(Work to do):
1. According to the passage on the South Carolina registration act, how many days of county residence did the constitution require before an election?
2. Lay out the part of the dataset rows that opens with the line containing "One point belongs on each instance of the rock" and closes with the end of the rows as a Markdown table with columns n and Line. Number each line and leave out blank lines.

-- START OF Selected passage --

It was argued, in behalf of the plaintiff, that the registration act of South Carolina was unconstitutional, because it allowed for registration only one day in each month between the day of a general election in November and the first day of July before the next general election; required the registration books to be closed from such first day of July for four months, until the ensuing election day; and thus in effect required each voter to reside in the county for one hundred and twenty days (whereas the constitution required only sixty days) before the election, and otherwise unreasonably impeded the exercise of the constitutional right of voting; that the only exception allowed was in the case of voters coming of age during those four months, and there was no exception in the case of electors who, by reason of sickness or absence or other good and sufficient cause, did not or could not have registered before the first day of July.

-- END OF Selected passage --
-- START OF Extracted data --

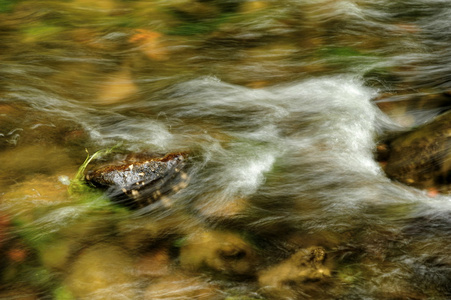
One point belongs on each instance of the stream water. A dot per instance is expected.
(279, 105)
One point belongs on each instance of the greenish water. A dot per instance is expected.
(280, 105)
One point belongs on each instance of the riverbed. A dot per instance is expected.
(279, 107)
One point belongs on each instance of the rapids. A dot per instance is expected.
(280, 105)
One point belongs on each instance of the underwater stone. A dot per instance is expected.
(138, 182)
(422, 157)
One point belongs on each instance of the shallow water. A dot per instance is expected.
(280, 106)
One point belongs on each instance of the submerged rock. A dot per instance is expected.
(300, 274)
(224, 252)
(422, 157)
(139, 181)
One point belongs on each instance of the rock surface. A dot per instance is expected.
(422, 157)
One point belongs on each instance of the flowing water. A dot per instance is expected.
(280, 105)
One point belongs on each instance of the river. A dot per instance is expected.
(280, 106)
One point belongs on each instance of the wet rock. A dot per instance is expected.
(422, 157)
(298, 275)
(226, 252)
(141, 180)
(180, 286)
(103, 271)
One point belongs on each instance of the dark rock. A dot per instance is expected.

-- END OF Extracted data --

(Complete answers):
1. Sixty days.

2.
| n | Line |
|---|---|
| 1 | One point belongs on each instance of the rock surface. A dot per instance is expected. |
| 2 | (422, 157) |
| 3 | One point belongs on each instance of the flowing water. A dot per instance is expected. |
| 4 | (280, 105) |
| 5 | One point belongs on each instance of the river. A dot per instance is expected. |
| 6 | (280, 106) |
| 7 | One point belongs on each instance of the wet rock. A dot per instance is expected. |
| 8 | (422, 157) |
| 9 | (298, 275) |
| 10 | (226, 252) |
| 11 | (141, 180) |
| 12 | (180, 286) |
| 13 | (103, 271) |
| 14 | One point belongs on each instance of the dark rock. A dot per instance is expected. |